ESERCIZI:
[1] Nel brano sulla protesta femminista, a che cosa vengono paragonate le Costituzioni di ogni popolo?
[2] Secondo il brano sulla protesta femminista, perché sarebbe "quantomeno bislacco" gridare alla radicale disparità di genere? Rispondi in una o due frasi.

BRANO DA LEGGERE:
◇ ◇ ◇ ◇ ◇ ◇ ◇
La protesta femminista è delegittimata? Dal momento in cui c'è il riconoscimento dell'uguaglianza de lege il problema si sposta sul terreno dell'uguaglianza sociale, e si incontra con tutti gli altri determinati dall'inadempienza o incompetenza dello Stato nel rendere fattuali i diritti tutelati dalla Carta Costituzionale. Mettiamo caso che le Costituzioni di ogni Popolo siano una coperta: lo spazio che lasciano scoperto, quando si sovrappongono al "corpo" sociale, è quello in cui i diritti della Carta non vengono secolarizzati. Consideriamo i professori; quanti sono quelli che sono sullo scranno per merito (o soltanto per merito) e non (anche) per nepotismo? La Carta forse non tutela soltanto il merito?Oppure: quanti sono, uomini e donne, che hanno perso tutte le proprie sostanze perché la Repubblica non ha garantito il loro risparmio com'è scritto?

Ad summam, non è rispettato neppure il principio fondamentale dell'uguaglianza sociale, dal momento in cui sussiste una forte disparità tra chi possiede ingentissime sostanze e proprietà e chi raminga qualche boccone alla Caritas, o fa il magazziniere sottopagato a nero (e qui subentra anche l'oppressione psicologica propria di qualsiasi rapporto di forza impari, tra banca e correntista/debitore/creditore, tra eccessivamente danaroso ed eccessivamente indigente, tra proprietario apolide di una grande multinazionale e l'operaio che lavora in una singola sede guadagnando 1/100 -forse - rispetto ai dividendi del primo).

Questi conflitti sociali generati dall'applicazione parziale dei diritti garantiti sono concretati dall'alternarsi nella posizione di potere di una frangia politica o dall'altra, e quindi dall'interesse degli uni e da quello degli altri: sono quelle problematiche che qualsiasi Stato affronta, certo in misure differenti, e senza le quali sarebbe perfetto (e quindi irreale). Ben diverso sarebbe se l'uguaglianza di genere non fosse garantita dalla legge, ovviamente.

Considero un tutt'uno la problematica di genere rispetto alla nebulosa delle problematiche comprese nella macro area della lotta per la giustizia sociale, in cui la inserisco a buon dritto in quanto essa ha tanto valore quanto ne ha, ad esempio, la rivendicazione della redistribuzione della ricchezza. Nei fatti, se esaminiamo, la differenza di genere, che ovviamente non si nega così come non si nega la differenza di ricchezza, si acuisce proprio laddove questa differenza è maggiore, fino a scomparire all'incirca quando essa non v'è più.

Sarebbe quantomeno bislacco, infatti, gridare alla radicale disparità di genere nel momento in cui, in Europa, la nazione più potente è guidata da un buon decennio da una donna, così come a capo della European Commission v’è una donna (certo, di sangue blu, ma cui interest?); un discorso simile, in realtà, si potrebbe affrontare per tutto ciò che nel moderno West viene chiamato “discriminazione”.
◇ ◇ ◇ ◇ ◇ ◇ ◇
DATI FORNITI:
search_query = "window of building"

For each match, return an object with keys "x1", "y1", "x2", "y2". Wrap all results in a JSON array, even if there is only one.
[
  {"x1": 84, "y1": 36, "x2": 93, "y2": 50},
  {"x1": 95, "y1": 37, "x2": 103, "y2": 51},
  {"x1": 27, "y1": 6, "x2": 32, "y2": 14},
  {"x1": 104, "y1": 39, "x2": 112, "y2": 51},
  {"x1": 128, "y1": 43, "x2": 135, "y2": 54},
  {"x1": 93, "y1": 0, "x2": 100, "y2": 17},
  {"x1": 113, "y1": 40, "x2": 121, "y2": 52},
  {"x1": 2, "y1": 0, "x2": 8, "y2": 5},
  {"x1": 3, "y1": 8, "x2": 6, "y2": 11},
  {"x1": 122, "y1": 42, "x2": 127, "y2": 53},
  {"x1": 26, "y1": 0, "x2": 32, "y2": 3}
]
◇ ◇ ◇ ◇ ◇ ◇ ◇
RISULTATI PER COMPITO:
[1] A una coperta: lo spazio che lasciano scoperto sul "corpo" sociale è quello in cui i diritti della Carta non vengono secolarizzati.

[2] In Europa la nazione più potente è guidata da una donna da un buon decennio. Anche a capo della European Commission c'è una donna.